Skip the pictures. Reproduce all other material exactly.

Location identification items
/---

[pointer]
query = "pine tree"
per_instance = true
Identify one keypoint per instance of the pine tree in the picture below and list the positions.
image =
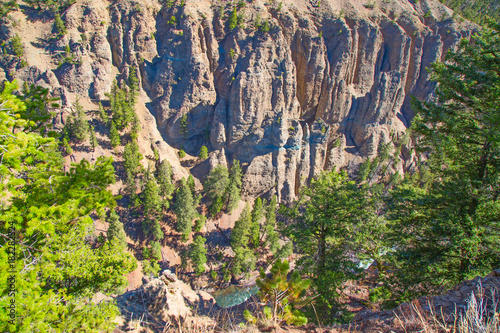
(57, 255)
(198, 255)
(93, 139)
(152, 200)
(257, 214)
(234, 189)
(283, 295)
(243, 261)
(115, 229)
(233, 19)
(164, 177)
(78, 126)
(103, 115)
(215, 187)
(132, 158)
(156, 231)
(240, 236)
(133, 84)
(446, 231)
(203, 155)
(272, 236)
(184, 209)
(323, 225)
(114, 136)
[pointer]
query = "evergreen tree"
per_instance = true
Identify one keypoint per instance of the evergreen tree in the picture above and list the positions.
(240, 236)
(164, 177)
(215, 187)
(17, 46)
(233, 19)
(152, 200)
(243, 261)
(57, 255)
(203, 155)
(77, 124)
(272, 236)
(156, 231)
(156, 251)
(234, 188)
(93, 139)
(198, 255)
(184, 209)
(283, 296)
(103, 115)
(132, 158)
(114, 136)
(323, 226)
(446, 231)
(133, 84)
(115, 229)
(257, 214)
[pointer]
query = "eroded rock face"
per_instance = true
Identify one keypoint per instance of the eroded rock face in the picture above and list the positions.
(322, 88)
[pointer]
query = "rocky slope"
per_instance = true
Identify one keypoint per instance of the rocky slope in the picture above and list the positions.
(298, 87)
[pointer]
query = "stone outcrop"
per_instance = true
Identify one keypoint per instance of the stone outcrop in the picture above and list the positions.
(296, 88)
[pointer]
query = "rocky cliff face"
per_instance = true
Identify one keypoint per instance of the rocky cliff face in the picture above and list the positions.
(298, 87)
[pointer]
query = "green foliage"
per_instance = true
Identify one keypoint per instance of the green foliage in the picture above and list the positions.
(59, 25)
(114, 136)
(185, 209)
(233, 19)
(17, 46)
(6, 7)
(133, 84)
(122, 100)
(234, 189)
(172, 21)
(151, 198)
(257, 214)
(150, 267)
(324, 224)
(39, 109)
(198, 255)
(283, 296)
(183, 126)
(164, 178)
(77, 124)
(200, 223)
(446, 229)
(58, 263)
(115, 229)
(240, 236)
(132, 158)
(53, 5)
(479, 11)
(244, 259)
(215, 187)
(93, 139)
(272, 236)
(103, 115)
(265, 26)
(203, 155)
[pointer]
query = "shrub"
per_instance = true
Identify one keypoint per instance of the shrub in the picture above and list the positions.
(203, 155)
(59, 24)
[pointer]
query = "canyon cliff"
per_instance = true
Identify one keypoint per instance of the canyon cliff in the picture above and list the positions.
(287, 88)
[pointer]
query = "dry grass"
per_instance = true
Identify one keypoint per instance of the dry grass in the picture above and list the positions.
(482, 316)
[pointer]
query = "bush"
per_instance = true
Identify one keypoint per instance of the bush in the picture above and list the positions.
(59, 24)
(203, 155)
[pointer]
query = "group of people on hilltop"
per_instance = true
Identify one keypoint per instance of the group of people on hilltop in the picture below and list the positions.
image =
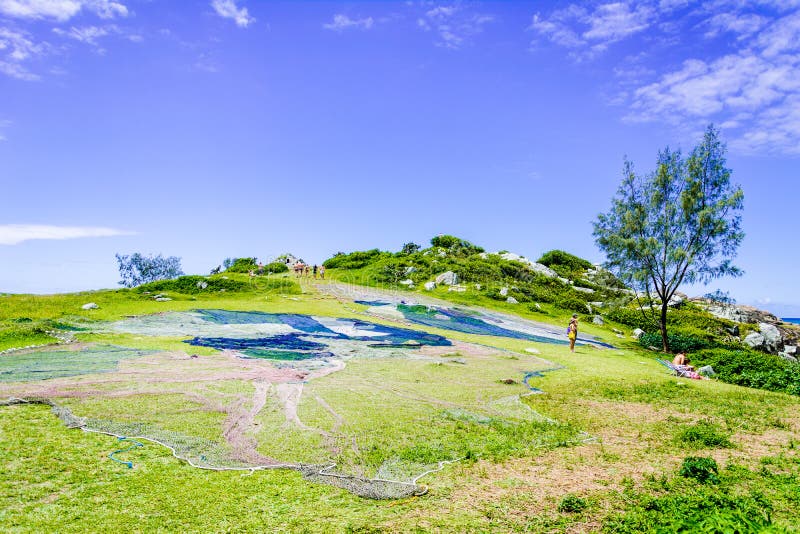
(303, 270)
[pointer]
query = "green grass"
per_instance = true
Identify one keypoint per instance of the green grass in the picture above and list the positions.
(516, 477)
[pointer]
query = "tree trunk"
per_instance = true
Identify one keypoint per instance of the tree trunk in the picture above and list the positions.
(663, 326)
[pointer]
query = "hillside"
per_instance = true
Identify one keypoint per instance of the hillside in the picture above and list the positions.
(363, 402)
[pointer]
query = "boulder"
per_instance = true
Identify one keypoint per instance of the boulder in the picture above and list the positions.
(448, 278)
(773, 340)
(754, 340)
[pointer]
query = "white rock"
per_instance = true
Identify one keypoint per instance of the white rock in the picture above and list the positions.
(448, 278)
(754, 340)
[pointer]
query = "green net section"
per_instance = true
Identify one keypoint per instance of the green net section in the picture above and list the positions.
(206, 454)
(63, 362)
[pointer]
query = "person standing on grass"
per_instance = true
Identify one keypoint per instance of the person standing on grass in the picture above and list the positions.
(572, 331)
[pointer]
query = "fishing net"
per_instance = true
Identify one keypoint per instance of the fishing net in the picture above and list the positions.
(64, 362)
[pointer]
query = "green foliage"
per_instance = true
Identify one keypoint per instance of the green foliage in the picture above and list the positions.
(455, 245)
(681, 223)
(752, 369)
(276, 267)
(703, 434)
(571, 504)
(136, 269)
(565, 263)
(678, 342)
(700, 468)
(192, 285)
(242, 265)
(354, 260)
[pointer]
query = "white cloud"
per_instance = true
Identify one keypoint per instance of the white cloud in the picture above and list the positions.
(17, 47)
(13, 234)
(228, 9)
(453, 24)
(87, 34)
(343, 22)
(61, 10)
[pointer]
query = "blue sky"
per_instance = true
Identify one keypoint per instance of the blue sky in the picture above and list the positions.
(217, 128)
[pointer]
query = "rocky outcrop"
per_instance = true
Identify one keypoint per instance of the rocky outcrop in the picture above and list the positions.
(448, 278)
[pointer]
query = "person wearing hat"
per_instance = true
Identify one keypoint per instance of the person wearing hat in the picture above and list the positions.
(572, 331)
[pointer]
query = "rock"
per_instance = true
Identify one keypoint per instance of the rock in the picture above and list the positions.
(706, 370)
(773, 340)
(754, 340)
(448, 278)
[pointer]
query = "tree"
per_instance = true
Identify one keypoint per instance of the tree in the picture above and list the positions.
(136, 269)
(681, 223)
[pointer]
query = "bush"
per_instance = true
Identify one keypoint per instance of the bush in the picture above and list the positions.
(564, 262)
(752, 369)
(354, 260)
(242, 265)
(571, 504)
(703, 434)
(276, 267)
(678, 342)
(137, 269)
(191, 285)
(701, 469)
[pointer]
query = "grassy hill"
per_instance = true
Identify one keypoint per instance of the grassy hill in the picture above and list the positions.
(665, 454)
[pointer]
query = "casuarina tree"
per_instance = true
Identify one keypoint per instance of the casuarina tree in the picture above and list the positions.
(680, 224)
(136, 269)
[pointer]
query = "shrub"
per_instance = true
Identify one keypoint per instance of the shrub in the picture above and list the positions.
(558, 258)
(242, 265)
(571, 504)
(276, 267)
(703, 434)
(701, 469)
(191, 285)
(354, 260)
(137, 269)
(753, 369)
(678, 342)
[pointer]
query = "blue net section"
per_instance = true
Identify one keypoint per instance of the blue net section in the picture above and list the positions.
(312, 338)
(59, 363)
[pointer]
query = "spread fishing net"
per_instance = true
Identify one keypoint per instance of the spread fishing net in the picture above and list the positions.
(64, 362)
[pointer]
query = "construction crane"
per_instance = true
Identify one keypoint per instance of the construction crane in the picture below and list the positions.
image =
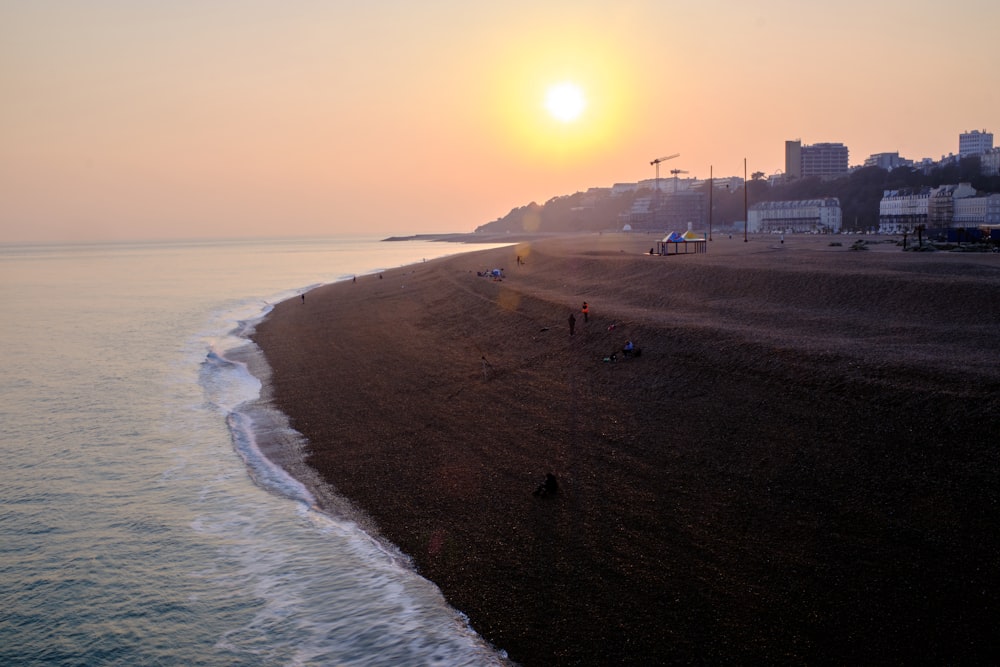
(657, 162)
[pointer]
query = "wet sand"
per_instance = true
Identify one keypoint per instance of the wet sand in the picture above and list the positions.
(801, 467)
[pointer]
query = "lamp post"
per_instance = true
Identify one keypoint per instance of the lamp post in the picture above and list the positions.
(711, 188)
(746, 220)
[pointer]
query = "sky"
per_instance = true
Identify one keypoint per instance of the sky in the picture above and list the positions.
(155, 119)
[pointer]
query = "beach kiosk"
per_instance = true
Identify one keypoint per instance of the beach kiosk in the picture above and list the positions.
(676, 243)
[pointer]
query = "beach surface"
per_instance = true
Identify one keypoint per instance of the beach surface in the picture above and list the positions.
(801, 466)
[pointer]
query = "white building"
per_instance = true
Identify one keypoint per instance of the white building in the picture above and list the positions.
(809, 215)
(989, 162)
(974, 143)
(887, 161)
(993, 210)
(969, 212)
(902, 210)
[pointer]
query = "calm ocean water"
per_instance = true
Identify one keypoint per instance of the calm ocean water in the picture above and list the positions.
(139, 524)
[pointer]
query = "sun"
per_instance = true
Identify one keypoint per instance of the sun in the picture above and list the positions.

\---

(COMPLETED TASK)
[pointer]
query = "pine tree"
per_instance = true
Identify one keypoint per instance of the pine tree in the picture below and list the positions.
image =
(57, 255)
(198, 255)
(93, 139)
(152, 200)
(257, 214)
(234, 189)
(283, 295)
(243, 261)
(115, 229)
(233, 19)
(164, 177)
(78, 126)
(103, 115)
(215, 187)
(132, 158)
(156, 231)
(240, 236)
(133, 84)
(446, 231)
(203, 155)
(272, 236)
(184, 209)
(323, 225)
(114, 136)
[pointer]
query = "evergreen tree"
per_instance = true
Identify one keypoint per instance of the evergreen tree in the picture above and list the positions.
(240, 236)
(164, 177)
(215, 187)
(17, 46)
(233, 19)
(152, 200)
(243, 261)
(57, 255)
(203, 155)
(77, 124)
(272, 236)
(156, 231)
(156, 251)
(234, 188)
(93, 139)
(198, 255)
(184, 209)
(283, 296)
(103, 115)
(132, 158)
(114, 136)
(323, 226)
(446, 231)
(133, 84)
(115, 229)
(257, 214)
[pointer]
query = "eroded rock face"
per_instance = true
Identify one keypoint per instance of the eroded rock face in the picture above and list the positions.
(322, 88)
[pointer]
query = "rocky slope"
per_instance = true
Identify one keypoint per instance of the rocky slope in the picture above and list the positions.
(298, 87)
[pointer]
query = "stone outcrop"
per_instance = true
Identify one keypoint per instance of the stone outcrop in the picture above and list the positions.
(296, 88)
[pointer]
query = "rocky cliff face"
per_instance = true
Identify one keypoint per instance of the rocky cliff face in the picture above and list the positions.
(298, 87)
[pointer]
query = "green foliage"
per_instance = true
Identify one keypoint per instance of the green foliage in the picture above and list the positions.
(59, 25)
(114, 136)
(185, 209)
(233, 19)
(17, 46)
(6, 7)
(133, 84)
(122, 100)
(234, 189)
(172, 21)
(151, 198)
(257, 214)
(150, 267)
(324, 224)
(39, 109)
(198, 255)
(283, 296)
(183, 126)
(164, 178)
(77, 124)
(200, 223)
(446, 229)
(58, 263)
(115, 229)
(240, 236)
(132, 158)
(53, 5)
(479, 11)
(244, 259)
(215, 187)
(93, 139)
(272, 236)
(103, 115)
(265, 26)
(203, 155)
[pointer]
query = "shrub"
per_instance = true
Identify one keypoint per instance of the shrub in the picture above and list the positions.
(203, 155)
(59, 24)
[pointer]
query = "canyon cliff"
per_instance = true
Identify one keypoint per instance of the canyon cliff in the picture above and list the positions.
(287, 88)
[pointer]
query = "dry grass"
per_instance = true
Identify one keypoint per instance of the dry grass in the picture above and list the positions.
(482, 316)
[pointer]
query = "bush"
per_instance = true
Identify one keypoint per instance of the bush in the picture above and list the positions.
(59, 24)
(203, 155)
[pointer]
query = "group of people on hilltop"
per_instance = true
Identify one keypoint per instance of the group of people on hilltop in the picture below and list the positions.
image =
(303, 270)
[pointer]
query = "green grass"
per_instance = true
Identify one keypoint per instance of the green grass in the picture above and list the positions.
(516, 477)
[pointer]
query = "tree trunk"
per_instance = true
Identify one keypoint per instance of the tree trunk in the picture above and list the positions.
(663, 326)
[pointer]
query = "hillside"
per_instance = true
Identify one keypoint per instance of the hillside in the picture above and list the positions.
(363, 402)
[pointer]
query = "boulder"
per_instance = true
Identify one keypoint per instance of the boulder in the picture above and list the positions.
(448, 278)
(773, 340)
(754, 340)
[pointer]
query = "white rock"
per_instance = true
Identify one keypoint per instance of the white rock in the picture above and list the positions.
(448, 278)
(754, 340)
[pointer]
query = "green net section"
per_instance = true
Identify one keypoint per instance of the green net section in the picture above and list the positions.
(206, 454)
(63, 362)
[pointer]
query = "person standing on grass"
per_instance = true
Identify one keypoint per instance of the person standing on grass in the picture above and list the positions.
(572, 331)
[pointer]
query = "fishing net"
per_instance = true
Identify one keypoint per instance of the fishing net in the picture above and list the positions.
(64, 362)
[pointer]
query = "green foliage"
per_instance = true
Identify one keypoint per instance of the green foliage in the picture above and list the positions.
(455, 245)
(681, 223)
(752, 369)
(276, 267)
(703, 434)
(571, 504)
(136, 269)
(565, 263)
(678, 342)
(700, 468)
(192, 285)
(242, 265)
(354, 260)
[pointer]
query = "white cloud"
per_instance = true
Identify one keypoint per instance of the white cloud in the picture above and list the positions.
(17, 47)
(13, 234)
(228, 9)
(453, 24)
(87, 34)
(343, 22)
(61, 10)
[pointer]
query = "blue sky"
per_instance = true
Identify one keypoint per instance of the blue sky in the picture above and list the positions.
(217, 128)
[pointer]
query = "rocky outcrop"
per_instance = true
Identify one keypoint per instance of the rocky outcrop in the picture above and list the positions.
(448, 278)
[pointer]
query = "person wearing hat"
per_instance = true
Identify one keypoint per instance of the person wearing hat in the picture above and list the positions.
(572, 331)
[pointer]
query = "rock"
per_instance = true
Identify one keypoint per instance of the rock in the picture above and list the positions.
(706, 370)
(773, 340)
(754, 340)
(448, 278)
[pointer]
query = "tree"
per_instance = true
Identify one keypoint per instance of the tree in the picture above and list the positions.
(136, 269)
(681, 223)
[pointer]
query = "bush"
per_instance = true
Identify one keypoint per instance of the bush in the picture above and list the positions.
(564, 262)
(752, 369)
(354, 260)
(242, 265)
(571, 504)
(703, 434)
(276, 267)
(678, 342)
(137, 269)
(191, 285)
(701, 469)
[pointer]
query = "grassy hill"
per_instance = true
Identify one keypoint per instance of the grassy hill in the picture above and list the positions.
(665, 454)
[pointer]
query = "casuarina tree"
per_instance = true
Identify one keypoint per instance of the casuarina tree in the picture above and list the positions.
(680, 224)
(136, 269)
[pointer]
query = "shrub"
per_instance = true
Identify one keypoint per instance of the shrub in the picture above and list the positions.
(558, 258)
(242, 265)
(571, 504)
(276, 267)
(703, 434)
(701, 469)
(191, 285)
(354, 260)
(137, 269)
(753, 369)
(678, 342)
[pointer]
query = "blue net section"
per_instance = true
Identify one keypoint per instance of the blue net section in the picture above and list the positions.
(312, 338)
(59, 363)
[pointer]
query = "spread fishing net"
per_instance = true
Identify one keypoint per instance of the spread fishing net in the picture above and list the positions.
(64, 362)
[pointer]
query = "construction crane"
per_instance = true
Identify one keypoint per instance of the construction crane in the picture below and list the positions.
image =
(657, 162)
[pointer]
query = "wet sand"
per_instance = true
Identify one keypoint per instance of the wet sand in the picture above and list the positions.
(801, 467)
[pointer]
query = "lamp post"
per_instance = true
Identify one keypoint per instance of the lamp post in the picture above and list the positions.
(711, 188)
(746, 220)
[pointer]
query = "sky"
per_instance = true
Identify one keypoint per instance of the sky in the picture above and list the positions.
(155, 119)
[pointer]
query = "beach kiosk"
per_instance = true
Identify one keypoint per instance of the beach kiosk in the picture above and list the positions.
(676, 243)
[pointer]
query = "beach surface"
per_instance = true
Identify one keypoint per instance of the beach surface in the picture above and list the positions.
(801, 466)
[pointer]
query = "white building"
per_instance = true
Identify one keypoint per instance of the white building in the picture above and list the positions.
(809, 215)
(989, 162)
(974, 143)
(887, 161)
(993, 210)
(969, 212)
(902, 210)
[pointer]
query = "calm ocean water"
per_instance = true
Identify one keypoint per instance of the calm ocean water in the picture above and list the positions.
(139, 524)
[pointer]
query = "sun"
per_instance = true
Identify one keypoint per instance of the sun in the picture above and list the positions.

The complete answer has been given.